Given records:

******

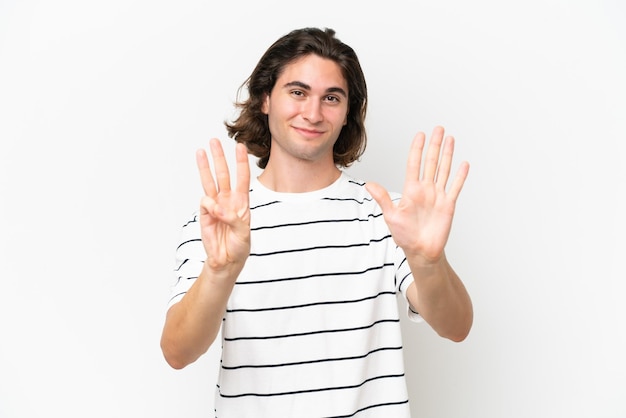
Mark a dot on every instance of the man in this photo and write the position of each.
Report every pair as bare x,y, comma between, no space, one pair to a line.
302,267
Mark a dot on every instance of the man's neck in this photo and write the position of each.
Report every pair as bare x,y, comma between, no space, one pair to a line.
301,177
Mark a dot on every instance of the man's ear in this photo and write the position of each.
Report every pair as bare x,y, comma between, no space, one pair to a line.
265,108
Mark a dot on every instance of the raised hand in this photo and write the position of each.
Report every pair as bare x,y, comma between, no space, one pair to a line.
421,221
224,213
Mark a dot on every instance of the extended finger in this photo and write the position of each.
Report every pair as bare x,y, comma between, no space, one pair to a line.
443,171
459,181
432,154
222,175
414,161
206,178
243,169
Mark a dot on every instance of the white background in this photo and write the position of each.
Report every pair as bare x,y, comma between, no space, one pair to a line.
103,104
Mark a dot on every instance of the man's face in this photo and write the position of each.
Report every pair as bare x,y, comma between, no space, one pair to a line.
306,110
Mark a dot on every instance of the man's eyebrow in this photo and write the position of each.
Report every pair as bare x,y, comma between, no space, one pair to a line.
305,86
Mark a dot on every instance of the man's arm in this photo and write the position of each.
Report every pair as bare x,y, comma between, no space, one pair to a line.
420,224
192,323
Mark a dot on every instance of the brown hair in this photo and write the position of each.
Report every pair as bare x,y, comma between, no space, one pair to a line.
251,126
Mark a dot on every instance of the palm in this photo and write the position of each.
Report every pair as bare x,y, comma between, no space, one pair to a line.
224,213
421,221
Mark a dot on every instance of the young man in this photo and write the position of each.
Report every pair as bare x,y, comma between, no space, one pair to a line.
301,268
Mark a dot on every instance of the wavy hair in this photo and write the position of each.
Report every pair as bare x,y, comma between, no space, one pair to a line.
251,125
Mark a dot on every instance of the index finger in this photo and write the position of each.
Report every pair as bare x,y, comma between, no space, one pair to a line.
206,178
243,169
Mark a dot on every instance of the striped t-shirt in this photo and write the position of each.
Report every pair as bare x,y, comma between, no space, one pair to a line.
312,325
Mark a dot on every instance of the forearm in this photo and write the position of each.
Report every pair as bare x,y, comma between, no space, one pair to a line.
192,324
440,297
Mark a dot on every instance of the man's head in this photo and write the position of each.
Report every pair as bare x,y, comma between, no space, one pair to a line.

******

Your objective:
Without the pictures, reproduce the entries exactly.

Answer box:
Mark a dot on every instance of the man in this photo and write the position of each.
Report every pair as bare x,y, comma between, no space, one pair to a line.
302,267
Mark a dot on every instance of the man's neck in this photo and write the position of each.
Report every pair as bare x,y, comma between, no space, one pair to a line.
301,177
Mark a dot on every instance of the man's ear in this photo and write the position of each.
Report every pair as bare x,y, comma between, no space, one pair to a line.
265,108
Mark a dot on every instance of the raised hand in this photo and write the position of each.
Report every pair as bare x,y, comma between, no space, one pair to a line.
421,221
224,213
Mark a dot on every instance of the extended finger in this photo and write the position of each.
Report every pair as bare x,y, comma between, no space, one pair to a line.
443,171
459,181
432,154
222,175
414,161
206,178
243,169
Mark a dot on every instance of the white background in this photo and write the position of each.
Report every pair as bare x,y, comma between, no space, one pair to a line.
103,104
Mark a dot on every instance of the man's face in this photo and write the position of each.
Report every pair as bare x,y, comma between, no space, one pair to a line.
306,110
Mark a dot on every instance of the man's eyebrow in this photo and write the position of each.
Report every pair as bare x,y, comma between, no space, one pair to a line.
305,86
Mark a dot on every instance of the man's arm in this photo and write the position of each.
Report every pair as bare x,y, comma between, no space, one pair to a line.
420,224
192,323
Mark a dot on every instance of the brown hair in this photo and write the position of each.
Report every pair as bare x,y, comma between, no space, one pair to a line.
251,126
Mark a dot on every instance of the palm in this photo and write the position of each.
Report every pair as bare x,y, comma between, no space, one pair to a line.
224,213
421,221
Mark a dot on every instance of the young man in this photo and write the position of each.
Report every pair as bare x,y, comma between, no space, one pair to a line.
301,268
Mark a dot on every instance of the wavy hair in this photo and write the position of each.
Report every pair as bare x,y, comma between, no space, one pair to a line.
251,125
Mark a dot on every instance of the index finger in this photo and write the position of each.
Report every pair as bare x,y, comma between, no space, one pair to a line.
206,178
243,169
Mark a dot on every instance of the striped t-shirt in this photo and write the position of each.
Report every pair as bare x,y, comma between, no space, one pair to a line.
312,325
Mark a dot on every instance of the forearm in this photo and write the position of each.
Report every pair as bare x,y, comma between, no space, one pair to a line.
192,324
440,297
Mark a dot on every instance of the man's head in this photo and write the position of each.
Report every pair as bare x,y, comma between, no space, one pair to a line.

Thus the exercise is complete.